** begin GIVEN DATA **
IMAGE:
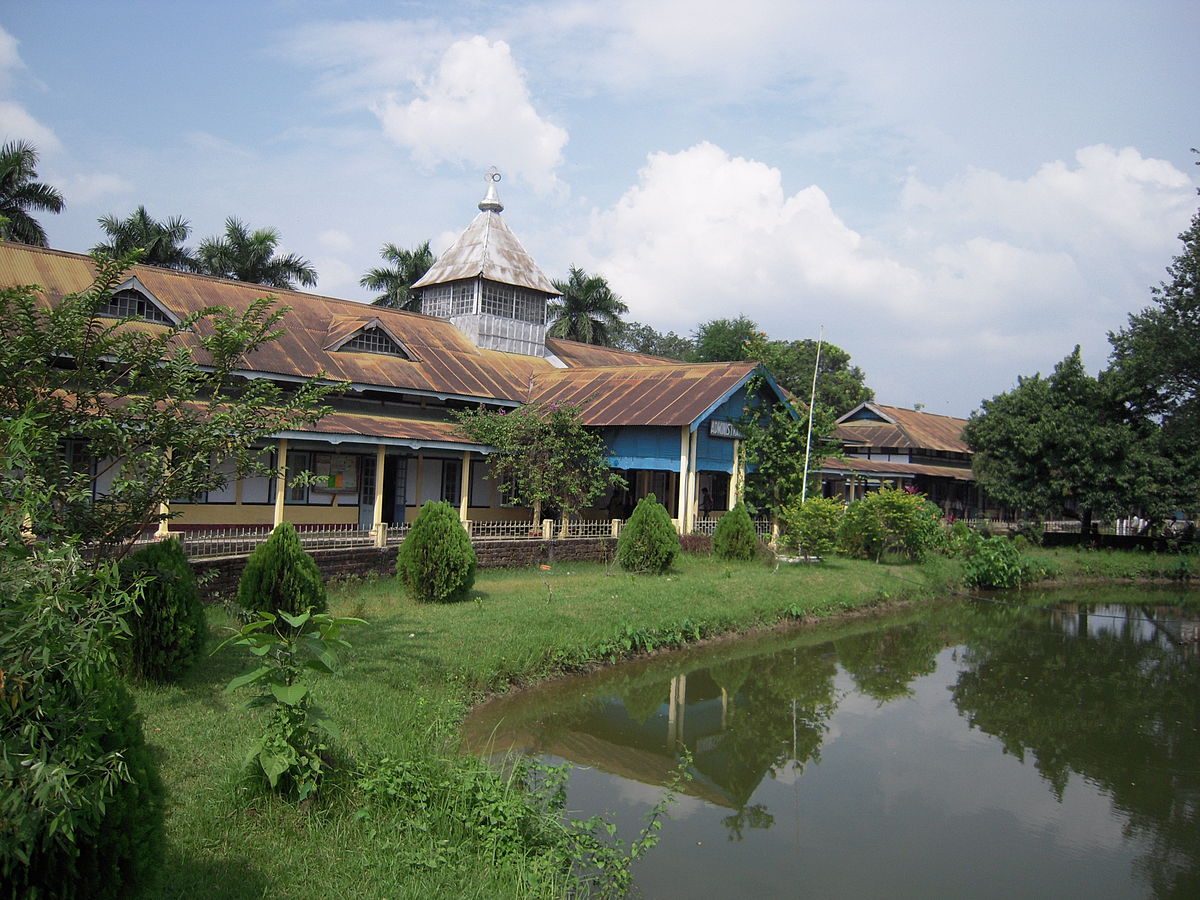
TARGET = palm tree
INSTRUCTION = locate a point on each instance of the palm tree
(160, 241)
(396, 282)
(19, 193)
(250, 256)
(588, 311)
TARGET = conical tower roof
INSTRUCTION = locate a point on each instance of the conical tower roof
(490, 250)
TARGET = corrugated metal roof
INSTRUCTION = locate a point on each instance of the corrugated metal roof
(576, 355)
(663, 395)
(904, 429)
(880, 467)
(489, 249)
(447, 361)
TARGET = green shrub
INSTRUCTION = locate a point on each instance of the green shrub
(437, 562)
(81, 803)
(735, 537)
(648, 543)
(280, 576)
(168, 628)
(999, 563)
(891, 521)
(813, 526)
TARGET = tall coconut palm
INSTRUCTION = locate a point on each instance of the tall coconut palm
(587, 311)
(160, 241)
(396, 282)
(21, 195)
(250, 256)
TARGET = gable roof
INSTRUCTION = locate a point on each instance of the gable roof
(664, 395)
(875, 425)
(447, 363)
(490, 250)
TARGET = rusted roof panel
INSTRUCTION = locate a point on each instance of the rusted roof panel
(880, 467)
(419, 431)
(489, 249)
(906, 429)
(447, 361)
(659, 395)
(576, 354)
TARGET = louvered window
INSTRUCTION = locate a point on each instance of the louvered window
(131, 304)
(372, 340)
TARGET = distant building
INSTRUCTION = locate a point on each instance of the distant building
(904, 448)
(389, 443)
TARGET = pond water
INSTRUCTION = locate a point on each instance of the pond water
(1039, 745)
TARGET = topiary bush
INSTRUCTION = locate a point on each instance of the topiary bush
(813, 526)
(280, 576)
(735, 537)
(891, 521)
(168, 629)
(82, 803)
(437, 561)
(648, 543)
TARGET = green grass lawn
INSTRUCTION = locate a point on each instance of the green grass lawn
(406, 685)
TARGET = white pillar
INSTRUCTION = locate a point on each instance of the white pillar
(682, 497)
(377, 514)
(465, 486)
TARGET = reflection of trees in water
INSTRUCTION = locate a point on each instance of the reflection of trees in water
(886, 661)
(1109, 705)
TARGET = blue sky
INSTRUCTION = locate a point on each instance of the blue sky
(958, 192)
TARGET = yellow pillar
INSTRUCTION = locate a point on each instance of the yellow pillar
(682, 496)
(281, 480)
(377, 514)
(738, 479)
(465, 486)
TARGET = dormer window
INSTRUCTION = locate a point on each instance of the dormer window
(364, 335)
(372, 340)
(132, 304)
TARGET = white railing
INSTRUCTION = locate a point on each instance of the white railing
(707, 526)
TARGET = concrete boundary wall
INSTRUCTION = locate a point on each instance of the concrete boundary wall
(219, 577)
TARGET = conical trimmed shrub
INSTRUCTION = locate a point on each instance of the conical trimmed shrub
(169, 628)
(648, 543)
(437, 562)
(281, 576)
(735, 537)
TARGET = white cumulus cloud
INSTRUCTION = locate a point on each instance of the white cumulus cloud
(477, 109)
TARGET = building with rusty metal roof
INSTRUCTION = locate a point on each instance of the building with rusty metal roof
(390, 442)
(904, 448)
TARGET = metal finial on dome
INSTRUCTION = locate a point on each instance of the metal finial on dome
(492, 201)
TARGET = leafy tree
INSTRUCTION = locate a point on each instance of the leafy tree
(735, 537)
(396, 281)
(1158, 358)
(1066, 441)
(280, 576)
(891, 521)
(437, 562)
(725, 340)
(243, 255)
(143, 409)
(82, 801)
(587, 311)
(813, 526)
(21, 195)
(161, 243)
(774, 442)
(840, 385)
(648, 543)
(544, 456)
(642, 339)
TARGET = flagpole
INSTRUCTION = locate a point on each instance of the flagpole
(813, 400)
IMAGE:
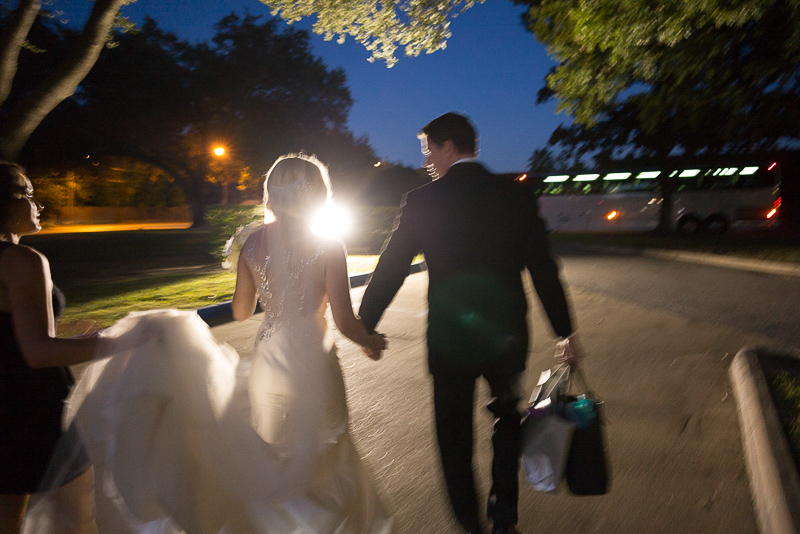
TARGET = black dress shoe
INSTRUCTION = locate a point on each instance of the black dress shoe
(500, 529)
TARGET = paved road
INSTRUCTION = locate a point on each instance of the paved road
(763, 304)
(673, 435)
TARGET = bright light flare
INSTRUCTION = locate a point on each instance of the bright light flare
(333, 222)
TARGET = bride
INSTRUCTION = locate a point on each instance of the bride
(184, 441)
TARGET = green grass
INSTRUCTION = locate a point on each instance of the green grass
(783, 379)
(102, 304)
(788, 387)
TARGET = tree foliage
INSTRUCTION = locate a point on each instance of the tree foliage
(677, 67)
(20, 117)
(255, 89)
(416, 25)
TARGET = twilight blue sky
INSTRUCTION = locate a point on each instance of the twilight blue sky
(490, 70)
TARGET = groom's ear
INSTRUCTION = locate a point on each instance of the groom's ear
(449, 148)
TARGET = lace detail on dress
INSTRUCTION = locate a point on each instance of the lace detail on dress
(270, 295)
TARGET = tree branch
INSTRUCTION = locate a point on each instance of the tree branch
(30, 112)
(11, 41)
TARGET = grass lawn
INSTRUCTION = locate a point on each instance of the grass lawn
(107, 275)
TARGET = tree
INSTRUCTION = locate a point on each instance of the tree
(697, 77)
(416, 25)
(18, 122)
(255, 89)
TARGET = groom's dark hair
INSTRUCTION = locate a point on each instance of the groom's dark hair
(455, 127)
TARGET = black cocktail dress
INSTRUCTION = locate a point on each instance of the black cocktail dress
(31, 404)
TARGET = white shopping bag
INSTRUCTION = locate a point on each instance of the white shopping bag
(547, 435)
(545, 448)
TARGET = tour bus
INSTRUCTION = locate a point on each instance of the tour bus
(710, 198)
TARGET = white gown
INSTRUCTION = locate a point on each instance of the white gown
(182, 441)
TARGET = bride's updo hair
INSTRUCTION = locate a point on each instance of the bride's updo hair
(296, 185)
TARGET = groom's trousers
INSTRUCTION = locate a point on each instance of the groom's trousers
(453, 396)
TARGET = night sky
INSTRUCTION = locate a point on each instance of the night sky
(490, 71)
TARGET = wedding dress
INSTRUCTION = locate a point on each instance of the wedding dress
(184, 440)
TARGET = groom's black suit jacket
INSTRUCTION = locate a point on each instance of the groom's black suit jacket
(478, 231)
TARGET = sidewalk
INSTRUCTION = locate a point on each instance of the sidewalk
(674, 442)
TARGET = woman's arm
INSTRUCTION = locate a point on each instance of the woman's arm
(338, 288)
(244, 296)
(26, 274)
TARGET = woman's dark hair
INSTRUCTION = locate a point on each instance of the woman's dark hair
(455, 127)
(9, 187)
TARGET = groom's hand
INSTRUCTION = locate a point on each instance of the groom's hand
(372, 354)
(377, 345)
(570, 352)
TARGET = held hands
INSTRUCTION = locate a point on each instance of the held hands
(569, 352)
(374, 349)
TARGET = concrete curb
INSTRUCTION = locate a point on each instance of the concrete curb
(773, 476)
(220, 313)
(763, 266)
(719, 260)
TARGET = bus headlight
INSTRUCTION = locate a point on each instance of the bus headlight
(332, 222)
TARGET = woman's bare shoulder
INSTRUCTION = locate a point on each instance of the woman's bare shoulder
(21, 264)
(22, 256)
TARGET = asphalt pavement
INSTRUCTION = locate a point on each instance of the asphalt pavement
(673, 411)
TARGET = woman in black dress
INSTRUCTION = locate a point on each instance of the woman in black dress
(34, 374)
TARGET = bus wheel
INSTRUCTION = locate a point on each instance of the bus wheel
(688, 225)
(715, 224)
** end GIVEN DATA **
** begin GIVEN DATA **
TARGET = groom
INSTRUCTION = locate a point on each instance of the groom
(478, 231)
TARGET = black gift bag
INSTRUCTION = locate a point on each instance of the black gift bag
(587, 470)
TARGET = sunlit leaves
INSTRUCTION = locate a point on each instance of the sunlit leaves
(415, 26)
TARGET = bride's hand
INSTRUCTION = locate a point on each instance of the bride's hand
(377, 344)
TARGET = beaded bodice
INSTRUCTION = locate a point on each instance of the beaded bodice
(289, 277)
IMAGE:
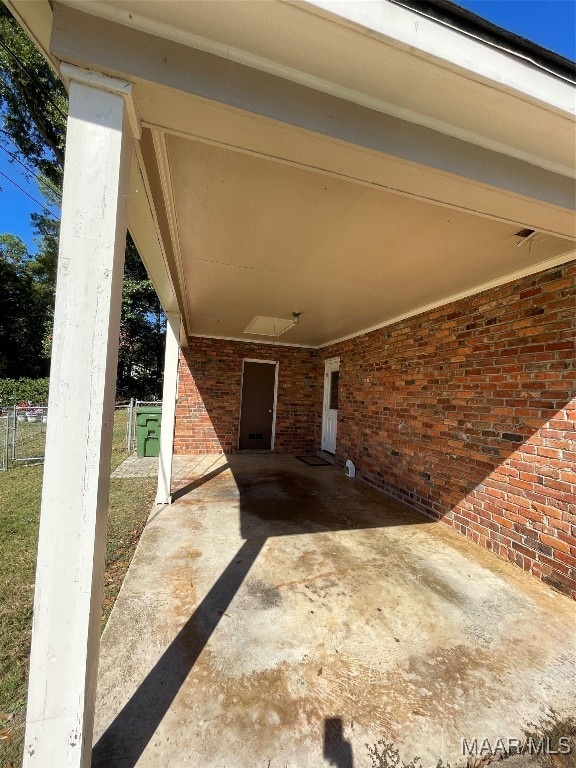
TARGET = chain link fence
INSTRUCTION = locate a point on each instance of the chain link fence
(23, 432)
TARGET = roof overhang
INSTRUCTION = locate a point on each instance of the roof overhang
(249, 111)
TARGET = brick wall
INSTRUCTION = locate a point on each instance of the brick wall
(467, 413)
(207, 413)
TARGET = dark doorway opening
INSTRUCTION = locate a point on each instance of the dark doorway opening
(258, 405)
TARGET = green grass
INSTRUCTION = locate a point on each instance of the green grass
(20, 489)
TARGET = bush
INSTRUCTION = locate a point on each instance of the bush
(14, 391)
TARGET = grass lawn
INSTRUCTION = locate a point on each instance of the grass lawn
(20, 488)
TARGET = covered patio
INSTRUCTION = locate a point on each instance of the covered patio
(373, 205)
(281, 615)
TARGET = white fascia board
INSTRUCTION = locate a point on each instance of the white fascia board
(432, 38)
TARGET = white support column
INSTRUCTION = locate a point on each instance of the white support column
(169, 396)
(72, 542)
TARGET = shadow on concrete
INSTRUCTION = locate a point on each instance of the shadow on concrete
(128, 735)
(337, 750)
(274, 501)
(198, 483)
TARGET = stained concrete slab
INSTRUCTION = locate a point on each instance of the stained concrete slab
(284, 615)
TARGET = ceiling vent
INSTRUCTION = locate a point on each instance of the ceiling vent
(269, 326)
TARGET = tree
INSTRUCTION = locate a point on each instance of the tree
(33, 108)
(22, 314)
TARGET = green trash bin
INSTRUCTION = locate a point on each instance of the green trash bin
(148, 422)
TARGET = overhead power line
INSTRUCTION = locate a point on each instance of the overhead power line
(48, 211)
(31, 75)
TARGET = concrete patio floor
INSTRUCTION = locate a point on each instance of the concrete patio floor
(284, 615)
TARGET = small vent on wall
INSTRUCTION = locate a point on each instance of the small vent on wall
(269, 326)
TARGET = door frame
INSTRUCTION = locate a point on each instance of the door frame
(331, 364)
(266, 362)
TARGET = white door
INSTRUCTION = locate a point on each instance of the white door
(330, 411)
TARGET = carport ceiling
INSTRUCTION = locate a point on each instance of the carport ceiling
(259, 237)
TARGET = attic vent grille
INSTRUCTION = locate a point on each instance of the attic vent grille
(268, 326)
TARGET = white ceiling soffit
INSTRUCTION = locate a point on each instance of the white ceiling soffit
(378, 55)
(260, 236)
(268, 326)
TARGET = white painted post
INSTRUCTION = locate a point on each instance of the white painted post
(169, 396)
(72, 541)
** end GIVEN DATA **
GOAL OF THE EXERCISE: Please gather every line above that contains the string "tower", matching case exactly, and copy each one out.

ANSWER TO THIS PROBLEM:
TARGET = conical tower roof
INSTRUCTION = locate a point on each instance of the conical tower roof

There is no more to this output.